>> START

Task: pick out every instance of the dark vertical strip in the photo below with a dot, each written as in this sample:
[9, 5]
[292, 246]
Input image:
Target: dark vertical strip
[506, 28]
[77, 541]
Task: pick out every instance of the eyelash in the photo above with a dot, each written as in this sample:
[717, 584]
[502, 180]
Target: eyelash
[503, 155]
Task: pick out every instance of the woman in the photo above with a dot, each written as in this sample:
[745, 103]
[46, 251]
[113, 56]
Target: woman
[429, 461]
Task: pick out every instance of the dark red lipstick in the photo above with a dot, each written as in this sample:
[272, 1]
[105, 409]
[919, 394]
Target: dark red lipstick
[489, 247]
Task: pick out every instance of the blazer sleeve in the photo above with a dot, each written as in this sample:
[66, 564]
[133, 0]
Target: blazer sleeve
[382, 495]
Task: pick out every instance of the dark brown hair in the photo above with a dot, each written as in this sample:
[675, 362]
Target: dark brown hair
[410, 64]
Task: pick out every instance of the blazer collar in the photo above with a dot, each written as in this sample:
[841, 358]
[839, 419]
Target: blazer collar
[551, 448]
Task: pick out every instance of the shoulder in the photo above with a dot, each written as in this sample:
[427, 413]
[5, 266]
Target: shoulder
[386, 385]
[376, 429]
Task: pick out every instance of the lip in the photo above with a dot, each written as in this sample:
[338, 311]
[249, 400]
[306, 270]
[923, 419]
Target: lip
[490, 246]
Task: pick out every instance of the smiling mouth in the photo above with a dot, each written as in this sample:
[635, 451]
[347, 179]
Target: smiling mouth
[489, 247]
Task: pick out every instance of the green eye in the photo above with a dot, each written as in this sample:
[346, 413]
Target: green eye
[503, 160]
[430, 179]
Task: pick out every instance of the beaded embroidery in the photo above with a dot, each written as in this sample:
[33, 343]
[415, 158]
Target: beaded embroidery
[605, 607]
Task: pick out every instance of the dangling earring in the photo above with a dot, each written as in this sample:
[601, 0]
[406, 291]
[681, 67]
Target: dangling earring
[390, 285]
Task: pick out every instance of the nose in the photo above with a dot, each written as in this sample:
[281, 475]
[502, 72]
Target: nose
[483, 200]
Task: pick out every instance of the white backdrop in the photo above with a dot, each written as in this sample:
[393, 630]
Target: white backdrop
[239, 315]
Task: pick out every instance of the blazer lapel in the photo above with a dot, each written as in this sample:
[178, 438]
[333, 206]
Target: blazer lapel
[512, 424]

>> END

Short task: Enter each line of the material above into a numbered list, skipping any blank lines.

Exercise output:
1. Task: pick out every instance of the dark vertical strip in the photo below with a dot, each written as in this sample:
2. [9, 5]
3. [292, 246]
4. Input image:
5. Target: dark vertical strip
6. [506, 28]
7. [77, 541]
8. Task: pick out every instance of the eyelash in the photo above with a dot, each written as in this sample:
9. [717, 584]
10. [502, 180]
11. Target: eyelash
12. [503, 155]
13. Task: pick out every instance of the woman in the photo above with a dot, each written as in this sample:
14. [745, 103]
15. [46, 251]
16. [113, 56]
17. Target: woman
18. [429, 461]
19. Task: pick out every instance of the dark red lipstick in the photo above with a dot, each written as in this sample:
20. [272, 1]
21. [105, 409]
22. [919, 394]
23. Target: dark red lipstick
24. [489, 247]
25. Task: pick out every instance of the blazer sleeve in the photo above with a dot, each written as in this sample:
26. [66, 564]
27. [133, 0]
28. Target: blazer sleeve
29. [382, 495]
30. Task: pick out every instance of the dark brown hair in the photo above with a dot, each written as in this sample:
31. [675, 362]
32. Target: dark brown hair
33. [410, 64]
34. Task: pick out every instance of the blazer collar in the photo above with a dot, each written as in this sample:
35. [841, 358]
36. [839, 419]
37. Target: blazer collar
38. [551, 448]
39. Task: pick out every instance of the shoulder in the photo above with a dot, each written as in this sample:
40. [427, 413]
41. [5, 266]
42. Target: shoulder
43. [386, 385]
44. [376, 429]
45. Task: pick out every instance of the lip in the photo above with a dot, each written as in this sample:
46. [338, 311]
47. [249, 400]
48. [306, 270]
49. [923, 419]
50. Target: lip
51. [490, 246]
52. Task: pick out every instance of the smiling mouth in the photo above with a dot, each written as in this sample:
53. [635, 451]
54. [347, 179]
55. Target: smiling mouth
56. [489, 247]
57. Task: pick out every instance of the green eye in the photo above with a dot, each written as in this sample:
58. [346, 413]
59. Target: green eye
60. [503, 160]
61. [430, 179]
62. Task: pick out every instance of the beaded embroidery in the photo above with a dot, each written as in this sample:
63. [33, 343]
64. [415, 158]
65. Target: beaded embroidery
66. [605, 607]
67. Task: pick out every instance of the dangling earring in the photo above with a dot, each written as in this sample:
68. [601, 0]
69. [406, 291]
70. [681, 67]
71. Target: dangling earring
72. [390, 285]
73. Task: pick out every instance of the nose in the photo above with a dot, each written as in this sample:
74. [281, 475]
75. [502, 72]
76. Target: nose
77. [483, 200]
78. Task: pick out every instance of the white backdrop in the photo above with a dot, each written as in this sample:
79. [393, 630]
80. Target: white backdrop
81. [239, 315]
82. Task: pick out every instance of the blazer lapel in the photo above with a dot, each written as in this sample:
83. [178, 438]
84. [333, 206]
85. Target: blazer lapel
86. [512, 424]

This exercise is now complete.